**Artículo**
Franco, ejemplo de diplomacia y de ‘savoir-faire’ internacional ¿émulo para Vox? (III)

17 noviembre, 2020 at 8:30 am

Ángel Viñas

Una de las características de la dictadura de Franco que no suele ponerse de manifiesto, con todo lo que de ella hemos aprendido a medida que han ido abriéndose los archivos, es que se cuentan con los dedos de la mano los secretos secretos que fue incapaz de guardar. Los británicos, por ejemplo, se enteraron del contenido de la conferencia de Hendaya en octubre de 1940 a las veinte y cuatro horas. Cortesía del agente T, incrustado en el séquito de Serrano Súñer. En enero de 1957 (la historia se repite, primero como tragedia y luego como farsa) el fundamento del plan secreto secreto que Franco y su fiel escudero, el ministro de Asuntos Exteriores Alberto Martín Artajo, habían pergeñado para aprovechar la bendición del cielo que representaron los papeles de Negrín, lo expuso a todos los vientos en  The New York Times.

Su corresponsal en Madrid, Benjamin Welles, no dijo cómo se había enterado. Las fuentes no podían ser muchas. Los iniciados al gran secreto de El Pardo no abundaban. Mariano Ansó, por ejemplo, no pudo enterarse en París. Había sido un peón fundamental en el juego que probablemente había apalabrado con el abogado del Estado Antonio Melchor de las Heras, pero no le veo contactando con Welles. El ilustre intermediario, ¿lo supo? Lo más probable es que sí, pero sus papeles no aparecen por ninguna parte. ¿Se fue de la lengua el ministro? Es verosímil. Pero si hubo una fuente interna no acudió a la estación de la CIA, sólidamente implantada en Madrid. Acudió a un periodista reputado. ¿Para qué? Probablemente para sabotear el plan que, ya adelanto, era algo más que absurdo. Quizá porque se diseñó  rápidamente, a no ser que ya antes del fallecimiento de Negrín el abogado del Estado hubiera discutido sus líneas generales con Martín Artajo o incluso quizá, ¡oh, honor de los honores!, en El Pardo. También pudo ocurrir, claro, que fuese una operación maquiavélica con fines que soy incapaz de identificar.

Pienso en la primera alternativa  porque cuando llegaron los papeles a mitad de diciembre de 1956 a Madrid es verosímil que su impacto inmediato fuera una profunda decepción, a no ser que Melchor de las Heras ya hubiera estado sobre aviso. Como ya he indicado el dossier Negrín no solo contenía el acta definitiva de recepción del oro en Moscú fechada el 5 de febrero de 1937, sino también un montón de órdenes de disposición y otros papeles colaterales. Es decir, el metal amarillo, a pesar de su considerable peso, había “volado”. ¿Se readaptó un posible plan previo? Si existía, la respuesta es negativa. Si no existía, Franco decidió que había que echar un órdago a los malvados comunistas. ¿Acaso le gustaba el mus? Lo ignoro. Y, así, tras el anuncio bomba de la OID, el embajador en París, conde de Casa Rojas, se entrevistó el 4 de enero de 1957 con su colega soviético para tratar de sondear por dónde pudieran ir los tiros. En términos de regalo de Reyes, los resultados fueron descorazonadores.

**Ejercicio escrito**
Copia tal cual el fragmento del artículo sobre la diplomacia de Franco que va desde "Una de las características" hasta "New York Times.".

**Filas de datos**
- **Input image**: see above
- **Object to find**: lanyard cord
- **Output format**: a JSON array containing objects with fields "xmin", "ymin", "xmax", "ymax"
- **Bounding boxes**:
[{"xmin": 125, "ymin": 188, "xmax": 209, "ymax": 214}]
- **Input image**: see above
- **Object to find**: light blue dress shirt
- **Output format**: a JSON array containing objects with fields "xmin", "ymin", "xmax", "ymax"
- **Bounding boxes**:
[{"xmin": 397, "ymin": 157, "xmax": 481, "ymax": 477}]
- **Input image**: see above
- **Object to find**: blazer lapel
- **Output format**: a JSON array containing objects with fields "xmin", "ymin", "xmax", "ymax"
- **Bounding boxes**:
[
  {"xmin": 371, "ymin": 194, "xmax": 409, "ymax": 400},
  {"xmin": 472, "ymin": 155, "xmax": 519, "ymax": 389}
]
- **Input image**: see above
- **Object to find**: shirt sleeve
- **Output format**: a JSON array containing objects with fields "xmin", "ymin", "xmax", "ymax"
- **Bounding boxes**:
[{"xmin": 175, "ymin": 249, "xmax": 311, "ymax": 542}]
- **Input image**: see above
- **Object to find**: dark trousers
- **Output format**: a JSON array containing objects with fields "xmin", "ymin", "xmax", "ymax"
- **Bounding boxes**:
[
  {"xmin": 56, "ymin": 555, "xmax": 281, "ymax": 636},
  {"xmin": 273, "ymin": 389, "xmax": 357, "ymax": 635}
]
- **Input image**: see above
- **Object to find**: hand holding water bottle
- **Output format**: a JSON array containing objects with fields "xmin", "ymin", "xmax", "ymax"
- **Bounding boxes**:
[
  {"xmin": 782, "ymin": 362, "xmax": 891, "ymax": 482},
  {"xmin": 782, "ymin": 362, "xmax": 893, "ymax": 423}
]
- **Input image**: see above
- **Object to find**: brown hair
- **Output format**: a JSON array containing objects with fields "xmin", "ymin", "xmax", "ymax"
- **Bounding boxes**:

---

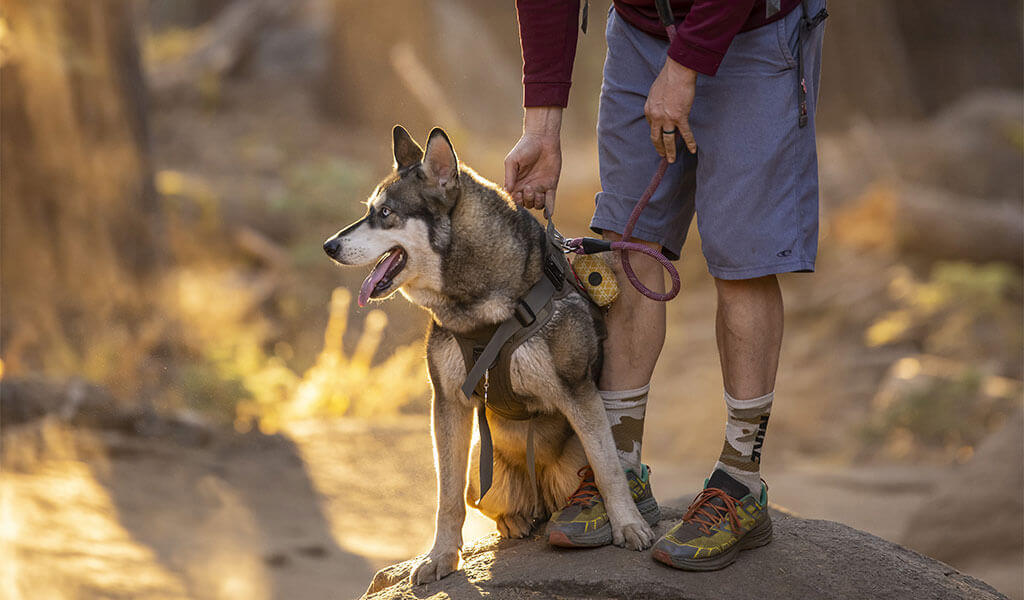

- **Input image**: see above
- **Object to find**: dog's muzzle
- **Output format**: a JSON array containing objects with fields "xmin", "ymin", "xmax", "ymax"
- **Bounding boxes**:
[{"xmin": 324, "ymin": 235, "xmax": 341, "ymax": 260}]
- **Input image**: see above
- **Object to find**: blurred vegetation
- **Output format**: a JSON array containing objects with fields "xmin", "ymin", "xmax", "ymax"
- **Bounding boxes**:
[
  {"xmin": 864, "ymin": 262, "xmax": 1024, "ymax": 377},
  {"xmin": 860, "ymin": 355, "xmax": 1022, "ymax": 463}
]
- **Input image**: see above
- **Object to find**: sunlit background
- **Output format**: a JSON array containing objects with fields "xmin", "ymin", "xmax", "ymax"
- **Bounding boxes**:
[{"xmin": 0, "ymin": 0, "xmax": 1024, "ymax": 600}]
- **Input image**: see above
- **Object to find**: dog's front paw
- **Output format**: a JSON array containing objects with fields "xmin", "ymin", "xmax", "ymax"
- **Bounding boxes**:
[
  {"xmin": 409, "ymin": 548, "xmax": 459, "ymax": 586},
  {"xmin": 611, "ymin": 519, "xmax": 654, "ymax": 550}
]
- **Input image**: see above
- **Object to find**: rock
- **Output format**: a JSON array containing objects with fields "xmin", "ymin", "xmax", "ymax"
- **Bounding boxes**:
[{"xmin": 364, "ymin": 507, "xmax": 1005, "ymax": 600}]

---

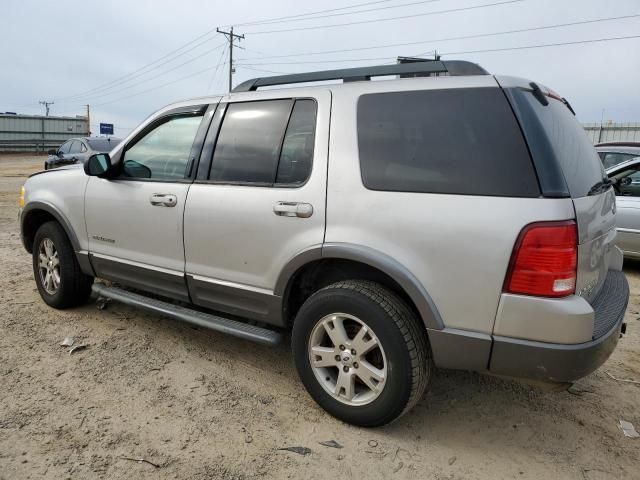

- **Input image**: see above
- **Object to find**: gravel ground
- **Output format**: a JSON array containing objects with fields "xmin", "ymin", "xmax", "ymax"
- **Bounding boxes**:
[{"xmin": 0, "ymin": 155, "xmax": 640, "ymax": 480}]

**Resultado obtenido**
Una de las características de la dictadura de Franco que no suele ponerse de manifiesto, con todo lo que de ella hemos aprendido a medida que han ido abriéndose los archivos, es que se cuentan con los dedos de la mano los secretos secretos que fue incapaz de guardar. Los británicos, por ejemplo, se enteraron del contenido de la conferencia de Hendaya en octubre de 1940 a las veinte y cuatro horas. Cortesía del agente T, incrustado en el séquito de Serrano Súñer. En enero de 1957 (la historia se repite, primero como tragedia y luego como farsa) el fundamento del plan secreto secreto que Franco y su fiel escudero, el ministro de Asuntos Exteriores Alberto Martín Artajo, habían pergeñado para aprovechar la bendición del cielo que representaron los papeles de Negrín, lo expuso a todos los vientos en  The New York Times.